**PROBLEM TO SOLVE**
Looking at the records below, count how many lines contain the string "green". Give that number alone.

**Records from a collection**
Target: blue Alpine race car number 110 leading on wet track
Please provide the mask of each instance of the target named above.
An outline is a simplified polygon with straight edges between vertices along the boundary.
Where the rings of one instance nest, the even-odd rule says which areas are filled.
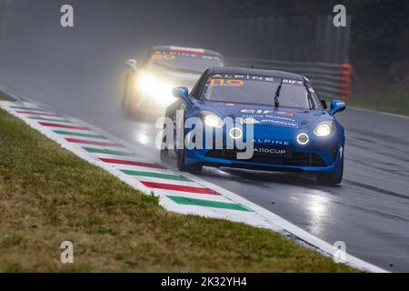
[[[192,92],[177,87],[174,95],[178,101],[165,113],[168,120],[173,120],[174,140],[166,140],[164,135],[166,146],[161,150],[161,158],[167,159],[175,152],[179,170],[198,173],[203,166],[226,166],[309,172],[316,174],[319,183],[341,183],[344,127],[334,114],[343,111],[345,103],[333,100],[331,108],[325,110],[324,100],[319,99],[303,75],[213,67],[199,78]],[[192,117],[201,120],[203,127],[190,125]],[[234,127],[227,128],[225,118],[234,119]],[[248,139],[250,128],[253,155],[238,158],[237,154],[244,149],[236,147],[235,140]],[[221,132],[220,138],[215,136],[217,130]],[[203,137],[209,132],[214,137],[212,146],[203,146]],[[196,143],[196,139],[203,145],[187,145],[189,140]],[[177,146],[178,141],[185,146]],[[234,146],[229,147],[232,141]]]

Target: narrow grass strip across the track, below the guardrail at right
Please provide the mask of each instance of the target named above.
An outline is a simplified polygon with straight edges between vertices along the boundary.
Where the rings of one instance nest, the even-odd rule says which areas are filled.
[[[359,108],[409,115],[409,91],[389,95],[353,95],[346,102]]]

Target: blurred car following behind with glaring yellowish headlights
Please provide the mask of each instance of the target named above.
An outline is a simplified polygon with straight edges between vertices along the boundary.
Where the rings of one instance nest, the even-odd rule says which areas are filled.
[[[205,69],[223,66],[224,57],[203,48],[157,45],[140,67],[135,59],[126,60],[125,65],[128,71],[122,102],[124,114],[161,114],[175,102],[174,87],[192,88]]]

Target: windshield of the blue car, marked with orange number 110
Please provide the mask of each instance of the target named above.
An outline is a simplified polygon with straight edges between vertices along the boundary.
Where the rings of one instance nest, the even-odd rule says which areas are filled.
[[[278,86],[279,106],[310,108],[303,81],[260,75],[214,74],[207,78],[202,98],[229,103],[274,105]]]

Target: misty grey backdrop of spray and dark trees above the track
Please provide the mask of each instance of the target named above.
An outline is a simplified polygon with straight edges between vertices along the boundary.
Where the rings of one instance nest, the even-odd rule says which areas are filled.
[[[60,25],[64,4],[74,6],[75,27]],[[347,27],[332,25],[337,4],[346,6]],[[152,45],[185,45],[246,65],[257,58],[351,62],[354,92],[409,84],[405,0],[0,0],[0,25],[0,70],[21,82],[53,75],[119,86],[125,59],[142,61]]]

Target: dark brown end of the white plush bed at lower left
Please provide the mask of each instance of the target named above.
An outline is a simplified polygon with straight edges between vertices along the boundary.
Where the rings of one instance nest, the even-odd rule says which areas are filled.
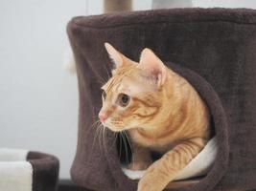
[[[33,167],[33,191],[57,190],[58,159],[39,152],[29,152],[27,160]]]

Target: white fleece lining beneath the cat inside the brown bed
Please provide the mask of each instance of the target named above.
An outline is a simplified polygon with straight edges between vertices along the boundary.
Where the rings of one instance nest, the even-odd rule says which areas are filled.
[[[175,180],[185,180],[205,175],[213,165],[216,154],[216,138],[211,138],[200,153],[177,174]],[[122,170],[131,180],[141,179],[146,173],[146,170],[129,170],[126,166],[123,166]]]

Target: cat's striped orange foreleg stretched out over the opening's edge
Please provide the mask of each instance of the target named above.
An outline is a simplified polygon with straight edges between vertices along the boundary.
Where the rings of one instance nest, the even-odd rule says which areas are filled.
[[[203,138],[192,138],[177,144],[174,149],[151,164],[138,183],[138,191],[163,190],[175,179],[175,175],[198,155],[205,144]]]

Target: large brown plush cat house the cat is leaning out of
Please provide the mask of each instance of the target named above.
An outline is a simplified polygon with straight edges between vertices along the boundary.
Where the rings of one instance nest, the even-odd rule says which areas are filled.
[[[104,42],[133,60],[151,48],[184,76],[211,111],[218,153],[198,183],[176,190],[256,188],[256,11],[177,9],[81,16],[68,25],[80,90],[79,139],[71,175],[95,190],[136,190],[123,173],[115,137],[95,141],[100,87],[110,74]],[[176,64],[172,64],[171,62]]]

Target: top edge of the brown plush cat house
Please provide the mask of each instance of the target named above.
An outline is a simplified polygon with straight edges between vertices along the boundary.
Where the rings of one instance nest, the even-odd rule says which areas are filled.
[[[170,11],[172,10],[172,11]],[[207,17],[199,17],[198,12],[207,14]],[[190,14],[189,17],[181,17],[183,14]],[[165,23],[165,22],[219,22],[220,19],[223,22],[232,23],[246,23],[255,24],[255,17],[248,16],[247,13],[256,14],[256,11],[248,8],[174,8],[174,9],[162,9],[162,10],[146,10],[146,11],[125,11],[125,12],[111,12],[98,15],[89,16],[75,16],[71,19],[70,23],[76,24],[83,28],[90,29],[105,29],[116,28],[124,25],[136,25],[138,23]],[[148,19],[144,21],[144,16],[147,14]],[[166,16],[169,14],[169,16]],[[155,17],[155,15],[162,17]],[[178,15],[178,16],[174,16]],[[113,17],[119,17],[119,20],[112,19]],[[130,20],[136,18],[136,22],[130,23]],[[105,22],[107,19],[107,22]],[[103,21],[102,21],[103,20]]]

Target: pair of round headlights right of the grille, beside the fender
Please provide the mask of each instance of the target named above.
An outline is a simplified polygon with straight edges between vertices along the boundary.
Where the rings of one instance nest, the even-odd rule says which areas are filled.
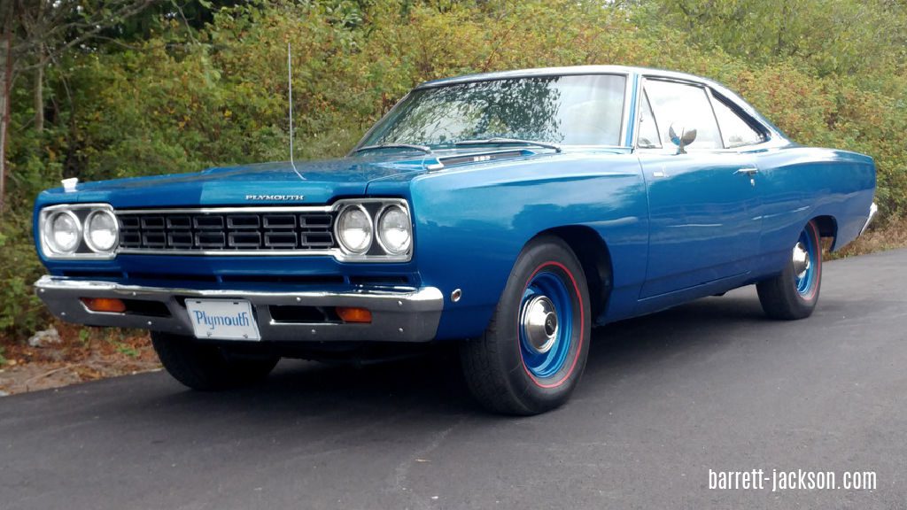
[[[406,201],[341,201],[337,207],[334,231],[345,259],[409,260],[413,221]]]

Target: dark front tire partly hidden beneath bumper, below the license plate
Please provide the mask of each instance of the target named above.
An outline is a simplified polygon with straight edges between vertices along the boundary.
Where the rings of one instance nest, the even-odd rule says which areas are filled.
[[[180,383],[204,391],[239,387],[266,378],[280,358],[239,358],[194,338],[151,332],[161,364]]]

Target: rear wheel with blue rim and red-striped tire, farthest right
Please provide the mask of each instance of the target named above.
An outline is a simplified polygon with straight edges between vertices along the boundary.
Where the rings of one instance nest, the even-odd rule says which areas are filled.
[[[815,309],[822,286],[822,244],[814,221],[806,223],[785,270],[756,284],[759,302],[772,319],[805,319]]]

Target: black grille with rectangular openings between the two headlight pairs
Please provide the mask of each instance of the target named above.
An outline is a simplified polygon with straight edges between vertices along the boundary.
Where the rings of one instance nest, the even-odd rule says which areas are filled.
[[[330,250],[334,212],[117,211],[120,250]]]

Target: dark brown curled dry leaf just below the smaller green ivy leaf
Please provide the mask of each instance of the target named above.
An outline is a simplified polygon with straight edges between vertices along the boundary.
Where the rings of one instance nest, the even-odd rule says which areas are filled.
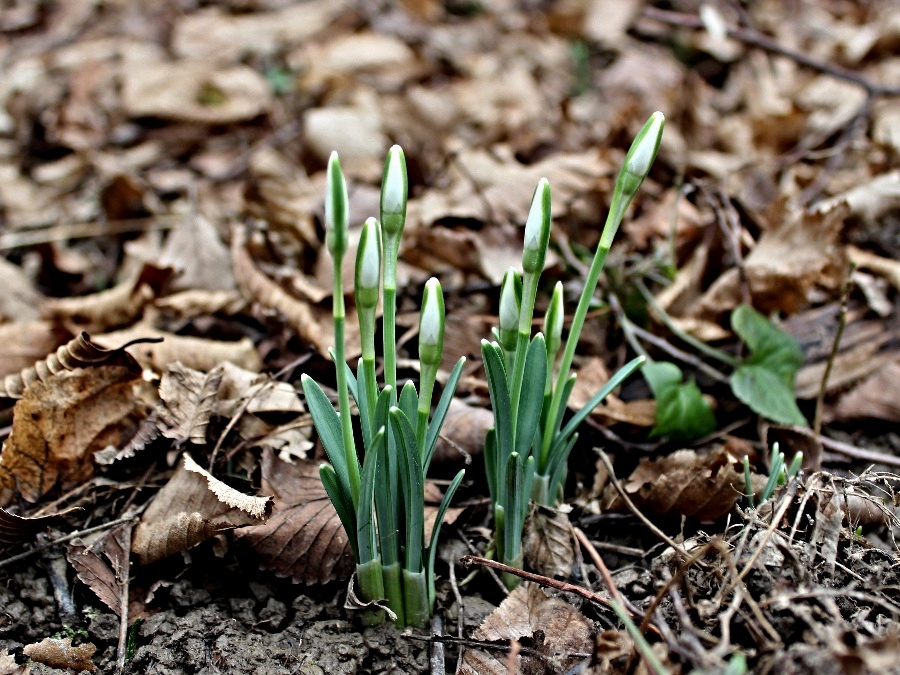
[[[643,511],[714,520],[728,513],[744,491],[743,469],[739,467],[739,462],[722,448],[711,455],[679,450],[659,459],[642,458],[622,485]],[[603,493],[603,508],[625,508],[613,485]]]

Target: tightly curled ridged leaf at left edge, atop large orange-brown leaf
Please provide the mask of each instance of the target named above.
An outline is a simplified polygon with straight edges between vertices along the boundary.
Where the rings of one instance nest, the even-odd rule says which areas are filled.
[[[76,368],[119,364],[136,367],[134,359],[125,352],[125,349],[136,344],[157,341],[158,338],[137,337],[121,347],[105,349],[96,342],[92,342],[90,335],[81,333],[60,346],[56,352],[43,361],[38,361],[15,375],[7,375],[3,378],[3,381],[0,382],[0,396],[22,398],[25,389],[35,382],[46,382],[58,373]]]

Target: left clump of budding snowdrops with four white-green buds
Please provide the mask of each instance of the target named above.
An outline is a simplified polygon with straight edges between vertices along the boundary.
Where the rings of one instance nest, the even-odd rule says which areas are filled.
[[[378,603],[400,625],[421,626],[434,609],[434,560],[440,525],[460,471],[444,495],[430,538],[425,538],[425,476],[465,359],[453,369],[431,414],[434,385],[443,355],[444,299],[437,279],[425,285],[419,324],[419,391],[407,382],[397,394],[397,256],[406,218],[406,163],[391,148],[382,179],[381,221],[363,225],[356,257],[355,300],[362,355],[356,373],[346,363],[344,289],[341,262],[347,250],[347,188],[336,154],[328,162],[325,201],[326,246],[334,261],[333,319],[338,409],[307,375],[303,392],[331,464],[319,475],[341,520],[353,557],[362,599]],[[382,290],[383,293],[379,293]],[[375,371],[376,314],[383,304],[385,383]],[[362,464],[350,415],[359,410]],[[375,609],[369,623],[383,618]]]

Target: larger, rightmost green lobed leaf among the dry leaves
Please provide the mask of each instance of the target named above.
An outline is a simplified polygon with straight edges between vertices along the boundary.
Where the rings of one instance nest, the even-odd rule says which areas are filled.
[[[803,365],[797,341],[748,305],[732,312],[731,327],[750,349],[731,375],[734,395],[773,422],[806,426],[794,394],[794,378]]]

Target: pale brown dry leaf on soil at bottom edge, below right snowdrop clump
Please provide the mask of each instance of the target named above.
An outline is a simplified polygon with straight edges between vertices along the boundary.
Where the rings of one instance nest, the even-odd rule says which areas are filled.
[[[532,638],[530,645],[544,655],[518,656],[520,673],[562,673],[581,660],[572,654],[590,653],[593,625],[572,605],[544,594],[540,586],[524,583],[507,596],[478,627],[473,637],[509,644],[510,640]],[[461,671],[465,675],[507,675],[502,655],[466,649]]]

**EXERCISE RESPONSE**
3